Rewrite every one of the records, swapping "one marker per instance" for "one marker per object" wherever it appears and leaving everything else unchanged. Leave the pictures out.

--- Start ---

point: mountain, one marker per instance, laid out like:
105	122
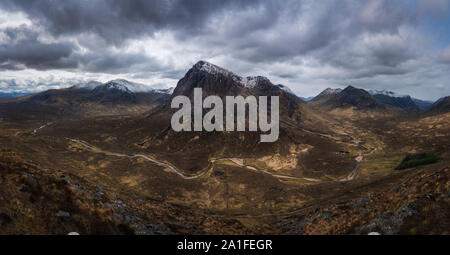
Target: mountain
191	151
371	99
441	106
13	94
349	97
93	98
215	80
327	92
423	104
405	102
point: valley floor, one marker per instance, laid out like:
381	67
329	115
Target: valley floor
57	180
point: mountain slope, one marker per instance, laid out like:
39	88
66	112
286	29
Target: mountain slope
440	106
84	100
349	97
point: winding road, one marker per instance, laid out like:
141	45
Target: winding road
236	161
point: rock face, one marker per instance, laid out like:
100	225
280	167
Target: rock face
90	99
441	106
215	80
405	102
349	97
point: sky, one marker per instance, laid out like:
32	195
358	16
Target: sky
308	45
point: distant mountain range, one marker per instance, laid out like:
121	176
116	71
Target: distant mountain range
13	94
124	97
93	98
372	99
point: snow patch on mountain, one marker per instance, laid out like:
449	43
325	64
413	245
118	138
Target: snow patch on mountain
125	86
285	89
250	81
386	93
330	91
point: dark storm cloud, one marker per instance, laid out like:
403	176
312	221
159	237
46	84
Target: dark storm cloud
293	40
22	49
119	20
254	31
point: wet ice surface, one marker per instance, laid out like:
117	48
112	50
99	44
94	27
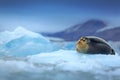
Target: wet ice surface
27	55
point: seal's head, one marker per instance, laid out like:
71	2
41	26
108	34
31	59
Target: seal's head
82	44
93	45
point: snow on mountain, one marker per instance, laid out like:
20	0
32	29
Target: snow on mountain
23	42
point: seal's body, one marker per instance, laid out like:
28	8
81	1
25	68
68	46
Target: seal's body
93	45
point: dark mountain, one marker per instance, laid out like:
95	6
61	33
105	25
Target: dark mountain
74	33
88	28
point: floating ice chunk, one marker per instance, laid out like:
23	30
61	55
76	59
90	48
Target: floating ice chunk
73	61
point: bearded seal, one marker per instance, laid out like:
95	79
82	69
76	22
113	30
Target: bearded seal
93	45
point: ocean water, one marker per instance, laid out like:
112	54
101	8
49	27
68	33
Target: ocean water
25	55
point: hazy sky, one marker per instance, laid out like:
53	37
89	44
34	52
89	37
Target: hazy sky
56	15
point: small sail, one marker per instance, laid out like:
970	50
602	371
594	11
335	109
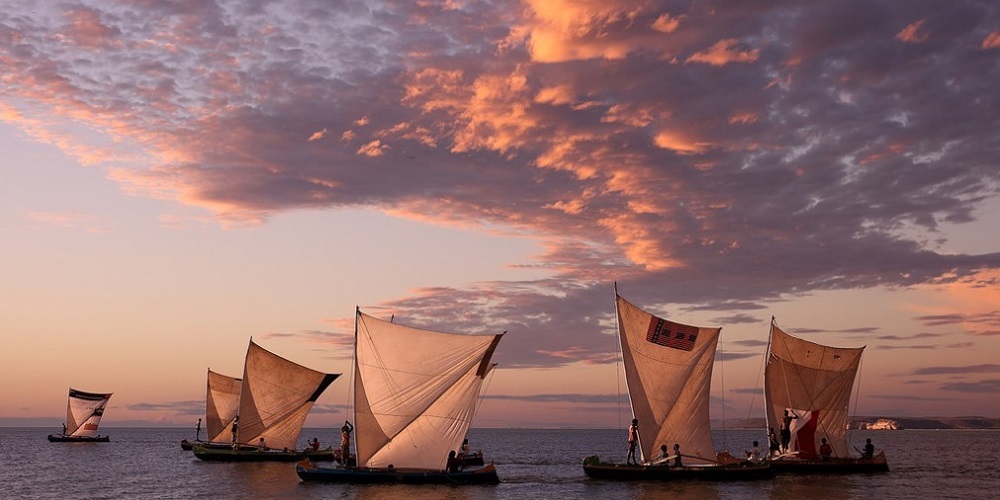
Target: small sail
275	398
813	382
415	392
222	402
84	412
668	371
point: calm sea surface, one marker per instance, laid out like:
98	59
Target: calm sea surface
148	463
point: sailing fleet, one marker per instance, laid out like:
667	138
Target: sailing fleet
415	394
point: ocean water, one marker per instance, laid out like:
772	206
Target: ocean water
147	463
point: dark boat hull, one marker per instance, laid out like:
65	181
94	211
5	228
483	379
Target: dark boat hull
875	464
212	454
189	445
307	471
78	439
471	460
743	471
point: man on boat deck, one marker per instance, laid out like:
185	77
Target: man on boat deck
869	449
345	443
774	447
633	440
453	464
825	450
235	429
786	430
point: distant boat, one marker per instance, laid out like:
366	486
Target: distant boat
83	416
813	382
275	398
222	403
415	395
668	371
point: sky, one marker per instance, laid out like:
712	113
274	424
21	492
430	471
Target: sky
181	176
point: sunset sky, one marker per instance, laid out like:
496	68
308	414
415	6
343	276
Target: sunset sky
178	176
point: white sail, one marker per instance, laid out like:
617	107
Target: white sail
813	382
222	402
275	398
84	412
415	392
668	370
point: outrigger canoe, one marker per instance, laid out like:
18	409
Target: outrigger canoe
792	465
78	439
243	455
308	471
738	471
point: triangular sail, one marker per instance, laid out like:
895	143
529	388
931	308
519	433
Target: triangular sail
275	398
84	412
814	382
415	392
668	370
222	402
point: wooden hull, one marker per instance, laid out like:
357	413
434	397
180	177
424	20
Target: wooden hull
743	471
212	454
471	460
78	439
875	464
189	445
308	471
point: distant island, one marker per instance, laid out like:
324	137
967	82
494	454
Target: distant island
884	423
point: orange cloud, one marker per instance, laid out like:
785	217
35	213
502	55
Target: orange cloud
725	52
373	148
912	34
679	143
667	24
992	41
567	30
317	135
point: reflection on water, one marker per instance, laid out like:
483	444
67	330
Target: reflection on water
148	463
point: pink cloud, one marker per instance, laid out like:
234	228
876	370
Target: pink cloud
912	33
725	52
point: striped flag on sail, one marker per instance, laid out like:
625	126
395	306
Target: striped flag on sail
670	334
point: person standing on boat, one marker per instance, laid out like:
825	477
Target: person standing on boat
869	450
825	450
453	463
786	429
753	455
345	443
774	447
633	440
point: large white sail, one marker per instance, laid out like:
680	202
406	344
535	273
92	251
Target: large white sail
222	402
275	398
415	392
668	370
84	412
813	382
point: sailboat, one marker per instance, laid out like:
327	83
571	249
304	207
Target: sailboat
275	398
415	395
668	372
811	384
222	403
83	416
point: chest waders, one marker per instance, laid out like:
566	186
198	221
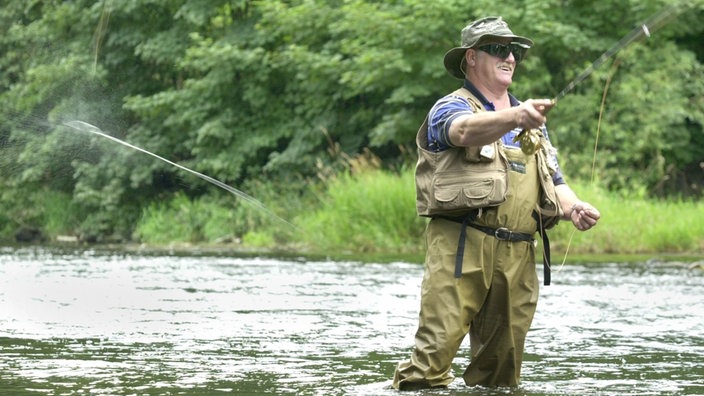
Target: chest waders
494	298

--- End ---

* ANSWER BELOW *
point: mountain, one marker per object, laid out like:
105	122
Target: mountain
191	151
371	99
441	106
13	94
349	97
93	98
215	80
327	92
423	104
405	102
point: valley floor, one marker per object, laid out like:
381	67
329	115
Target: valley floor
57	180
point: mountain slope, one marker per object, laid out like:
39	88
66	112
286	29
Target: mountain slope
440	106
84	100
349	97
point: winding road, one marker per object, laid out like:
141	45
Target: winding road
236	161
point: rock face, one marker per object, laid out like:
100	225
280	167
Target: rock face
90	99
441	106
215	80
405	102
349	97
point: sky, one marker per object, laid out like:
32	195
358	16
Target: sky
308	45
point: distant mountain range, one marker per object, laid out like:
121	176
116	71
Target: distant mountain range
13	94
124	97
93	98
372	99
point: snow patch on mountain, one marker per object, laid out like:
449	43
325	64
413	245
118	138
Target: snow patch on mountain
125	86
285	89
250	81
386	93
330	91
point: dark storm cloud, one marker per object, laid out like:
403	176
312	221
159	237
46	84
Target: dark storm cloud
293	40
22	49
119	20
254	31
point: wet ice surface, one marker per object, laid out like:
117	48
112	50
99	44
94	27
Target: wet ice surface
27	55
point: seal's head, one marker per object, laid out like:
71	2
41	26
108	34
31	59
Target: seal's head
82	44
93	45
point: snow on mountain, one marker per object, laid out like:
20	0
32	29
Target: snow on mountain
23	42
point: seal's body, one marker per object, laid out like:
28	8
81	1
25	68
68	46
Target: seal's body
93	45
point: dark mountain, one marker per object, laid out like:
95	6
61	33
105	25
Target: dark mountain
74	33
88	28
point: floating ice chunk, one marker per object, laid out like:
23	30
61	55
76	59
90	48
Target: floating ice chunk
73	61
point: bearded seal, one marker per object, laid out like:
95	79
82	69
76	22
113	30
Target: bearded seal
93	45
point: ocean water, one marker per object, laid out like:
112	54
101	8
49	27
68	33
Target: ocean water
25	55
point: hazy sky, one marker per object, laid out like:
53	37
89	44
34	52
89	37
Target: hazy sky
56	15
point: small sail, one marker per object, laid out like:
970	50
602	371
594	11
335	109
Target: small sail
275	398
813	382
415	392
222	402
84	412
668	371
point: calm sea surface, one marker per object, laid out like:
98	59
Target: calm sea surface
148	463
point: sailing fleet, one marker per object, laid out like:
667	138
Target: sailing fleet
415	394
point: ocean water, one marker per object, laid out like:
772	206
Target: ocean water
147	463
point: dark boat hull, one marker per object, laid out like:
65	181
94	211
5	228
483	379
Target: dark boat hull
875	464
212	454
189	445
307	471
78	439
471	460
743	471
point: man on boat deck, one marker per object, laid out like:
185	77
Target: man on boat deck
869	449
345	443
774	447
633	440
453	464
825	450
235	429
786	430
point: distant boat, one marker per object, laid out like:
366	486
Target: distant boat
83	416
813	382
275	398
222	403
415	395
668	371
point: sky, one marker per object, laid out like:
712	113
274	424
21	492
430	471
Target: sky
181	176
point: sunset sky, one marker per object, laid out like:
496	68
308	414
415	6
343	276
Target: sunset sky
178	176
point: white sail, one marker per object, laid out like:
617	107
Target: white sail
813	382
222	402
275	398
84	412
415	392
668	370
point: outrigger canoe, one marker per object, laid out like:
18	409
Target: outrigger canoe
792	465
78	439
243	455
308	471
738	471
point: triangular sail, one marker per object, laid out like:
895	143
529	388
931	308
519	433
Target: triangular sail
275	398
84	412
814	382
415	392
668	370
222	402
point: wooden hull, one marker per object, laid out like:
357	413
434	397
180	177
424	20
Target: wooden hull
743	471
212	454
471	460
78	439
875	464
189	445
308	471
point: distant island, one marker per object, laid out like:
324	137
967	82
494	454
Target: distant island
884	423
point: orange cloud, one marker per object, laid out like:
785	217
35	213
502	55
Target: orange cloud
725	52
373	148
912	34
679	143
667	24
992	41
567	30
317	135
point: reflection on water, one marker per object, laid out like:
483	444
67	330
Target: reflection on water
148	463
point: pink cloud, one marker per object, laid out like:
234	228
876	370
Target: pink cloud
912	33
725	52
point: striped flag on sail, one marker per object, laid out like:
625	126
395	306
Target: striped flag on sail
670	334
point: person standing on boat, one marker per object, laid out like:
825	477
Target: person standing on boat
869	450
825	450
453	463
786	429
753	455
345	443
774	447
633	440
point: large white sail, one marker per object, laid out like:
680	202
406	344
535	273
92	251
Target: large white sail
222	402
275	398
415	392
668	370
84	412
813	382
point: sailboat, one marker per object, laid out like:
327	83
571	249
304	207
Target: sailboat
275	398
415	395
668	372
811	384
222	403
83	416
point: chest waders, one marker per object, laid out like:
566	186
198	221
Target: chest waders
494	298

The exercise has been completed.